[EXTRACTED ENTRIES — start]

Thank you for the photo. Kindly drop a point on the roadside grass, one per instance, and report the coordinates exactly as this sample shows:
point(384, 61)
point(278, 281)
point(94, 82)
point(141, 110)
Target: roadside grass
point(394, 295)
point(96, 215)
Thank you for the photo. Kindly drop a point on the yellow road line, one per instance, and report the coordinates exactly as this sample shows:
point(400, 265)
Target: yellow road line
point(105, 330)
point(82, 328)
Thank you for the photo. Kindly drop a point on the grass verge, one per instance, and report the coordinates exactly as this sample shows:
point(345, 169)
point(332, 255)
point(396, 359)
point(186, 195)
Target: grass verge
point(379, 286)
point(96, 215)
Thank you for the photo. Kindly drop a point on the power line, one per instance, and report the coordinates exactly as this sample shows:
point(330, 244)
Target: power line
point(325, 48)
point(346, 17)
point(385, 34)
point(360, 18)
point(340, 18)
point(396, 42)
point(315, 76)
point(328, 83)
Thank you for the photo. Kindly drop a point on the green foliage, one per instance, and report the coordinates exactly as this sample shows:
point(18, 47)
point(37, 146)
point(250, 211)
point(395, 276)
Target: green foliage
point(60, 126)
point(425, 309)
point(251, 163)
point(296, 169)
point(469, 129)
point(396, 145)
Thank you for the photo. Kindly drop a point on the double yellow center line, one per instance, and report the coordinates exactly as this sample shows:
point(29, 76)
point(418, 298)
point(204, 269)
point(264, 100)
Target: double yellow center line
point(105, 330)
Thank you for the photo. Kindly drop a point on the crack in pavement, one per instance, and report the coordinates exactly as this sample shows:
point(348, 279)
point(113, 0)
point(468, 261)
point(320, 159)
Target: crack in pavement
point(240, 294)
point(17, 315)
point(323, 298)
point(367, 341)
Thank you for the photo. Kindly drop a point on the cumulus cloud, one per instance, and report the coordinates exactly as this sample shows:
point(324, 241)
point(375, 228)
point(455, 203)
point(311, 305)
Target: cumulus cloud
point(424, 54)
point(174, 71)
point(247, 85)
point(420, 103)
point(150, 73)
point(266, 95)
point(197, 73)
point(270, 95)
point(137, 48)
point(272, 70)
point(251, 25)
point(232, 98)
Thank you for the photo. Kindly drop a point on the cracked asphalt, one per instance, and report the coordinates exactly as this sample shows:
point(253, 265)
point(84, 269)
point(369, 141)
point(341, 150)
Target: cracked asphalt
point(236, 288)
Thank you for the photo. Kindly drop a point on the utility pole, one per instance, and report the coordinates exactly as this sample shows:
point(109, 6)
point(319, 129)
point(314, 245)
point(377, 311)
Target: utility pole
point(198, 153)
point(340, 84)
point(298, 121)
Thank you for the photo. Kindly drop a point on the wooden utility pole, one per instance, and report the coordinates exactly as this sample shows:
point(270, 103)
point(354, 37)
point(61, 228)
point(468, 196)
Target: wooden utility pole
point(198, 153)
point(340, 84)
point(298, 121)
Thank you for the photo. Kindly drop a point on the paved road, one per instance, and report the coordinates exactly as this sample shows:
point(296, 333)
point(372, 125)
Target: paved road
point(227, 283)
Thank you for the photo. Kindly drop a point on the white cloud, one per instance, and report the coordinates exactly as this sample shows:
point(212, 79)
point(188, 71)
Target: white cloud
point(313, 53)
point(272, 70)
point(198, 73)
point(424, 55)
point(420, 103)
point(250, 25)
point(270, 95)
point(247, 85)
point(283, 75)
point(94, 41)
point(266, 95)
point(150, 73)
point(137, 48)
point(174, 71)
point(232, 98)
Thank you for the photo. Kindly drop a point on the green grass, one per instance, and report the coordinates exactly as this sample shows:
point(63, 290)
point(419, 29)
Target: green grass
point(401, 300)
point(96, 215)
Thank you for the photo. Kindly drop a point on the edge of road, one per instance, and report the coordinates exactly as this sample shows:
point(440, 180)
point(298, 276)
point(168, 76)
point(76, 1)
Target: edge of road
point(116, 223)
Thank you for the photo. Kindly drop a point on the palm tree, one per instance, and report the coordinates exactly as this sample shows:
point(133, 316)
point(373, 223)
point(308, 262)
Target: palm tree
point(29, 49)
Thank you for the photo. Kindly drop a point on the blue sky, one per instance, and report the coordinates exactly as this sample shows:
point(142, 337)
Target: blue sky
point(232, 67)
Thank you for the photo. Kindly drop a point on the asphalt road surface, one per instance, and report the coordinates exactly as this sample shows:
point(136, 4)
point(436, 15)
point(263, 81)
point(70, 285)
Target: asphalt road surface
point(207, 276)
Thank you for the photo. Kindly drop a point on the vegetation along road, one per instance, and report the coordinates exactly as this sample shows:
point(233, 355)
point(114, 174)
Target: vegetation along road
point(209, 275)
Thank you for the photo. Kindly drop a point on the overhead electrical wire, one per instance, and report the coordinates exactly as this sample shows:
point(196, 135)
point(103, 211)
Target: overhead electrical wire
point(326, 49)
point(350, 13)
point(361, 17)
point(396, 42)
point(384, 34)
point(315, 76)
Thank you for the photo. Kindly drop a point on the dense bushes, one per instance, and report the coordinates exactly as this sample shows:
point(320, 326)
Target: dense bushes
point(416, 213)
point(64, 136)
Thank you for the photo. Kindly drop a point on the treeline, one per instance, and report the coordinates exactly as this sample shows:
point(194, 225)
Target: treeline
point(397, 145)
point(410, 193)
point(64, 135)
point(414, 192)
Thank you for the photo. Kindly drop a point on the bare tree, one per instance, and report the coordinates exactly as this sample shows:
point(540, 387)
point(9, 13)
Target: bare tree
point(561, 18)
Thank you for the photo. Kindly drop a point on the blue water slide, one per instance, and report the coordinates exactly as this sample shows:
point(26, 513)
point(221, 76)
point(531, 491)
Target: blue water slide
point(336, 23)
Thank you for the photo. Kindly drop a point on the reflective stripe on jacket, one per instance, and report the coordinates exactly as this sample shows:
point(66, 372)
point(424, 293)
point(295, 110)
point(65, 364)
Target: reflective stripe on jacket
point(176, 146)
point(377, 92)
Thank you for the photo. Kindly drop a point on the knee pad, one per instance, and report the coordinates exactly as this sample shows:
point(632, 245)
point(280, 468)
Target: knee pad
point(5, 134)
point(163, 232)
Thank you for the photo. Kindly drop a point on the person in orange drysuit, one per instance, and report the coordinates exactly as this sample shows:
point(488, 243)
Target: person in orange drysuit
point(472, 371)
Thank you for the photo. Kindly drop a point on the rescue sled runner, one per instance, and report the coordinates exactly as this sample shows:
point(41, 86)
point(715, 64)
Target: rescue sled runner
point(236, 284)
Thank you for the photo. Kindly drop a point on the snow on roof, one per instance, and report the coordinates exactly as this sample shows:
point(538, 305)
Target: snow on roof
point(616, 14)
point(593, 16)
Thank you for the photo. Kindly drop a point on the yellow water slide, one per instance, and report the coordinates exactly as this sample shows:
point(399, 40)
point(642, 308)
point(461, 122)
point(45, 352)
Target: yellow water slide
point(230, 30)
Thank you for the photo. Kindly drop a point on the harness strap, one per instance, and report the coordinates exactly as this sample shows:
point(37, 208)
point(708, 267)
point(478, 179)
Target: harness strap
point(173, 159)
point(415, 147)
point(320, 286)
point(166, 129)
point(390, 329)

[EXTRACTED ENTRIES — finish]

**PROBLEM:**
The range runs from the line above containing "point(314, 245)" to the line containing "point(188, 71)", inclusive. Restate those lines word for word and no others.

**SOLVED EXERCISE:**
point(314, 245)
point(377, 311)
Target: utility pole
point(198, 153)
point(340, 84)
point(298, 121)
Thank you for the photo. Kindly drop a point on the wooden utility pole, one per instance, and report the coordinates exactly as this sample shows:
point(270, 103)
point(354, 37)
point(61, 228)
point(468, 196)
Target: wooden utility pole
point(198, 153)
point(340, 84)
point(298, 121)
Thank you for the photo. Kindly drop a point on the paved road, one per instance, and report the coordinates exactly as this sample shows:
point(296, 333)
point(372, 125)
Target: paved road
point(227, 283)
Thank you for the photo. Kindly drop a point on the white cloud, one per instance, and report the coordinates exactly as this sample shows:
point(212, 79)
point(188, 71)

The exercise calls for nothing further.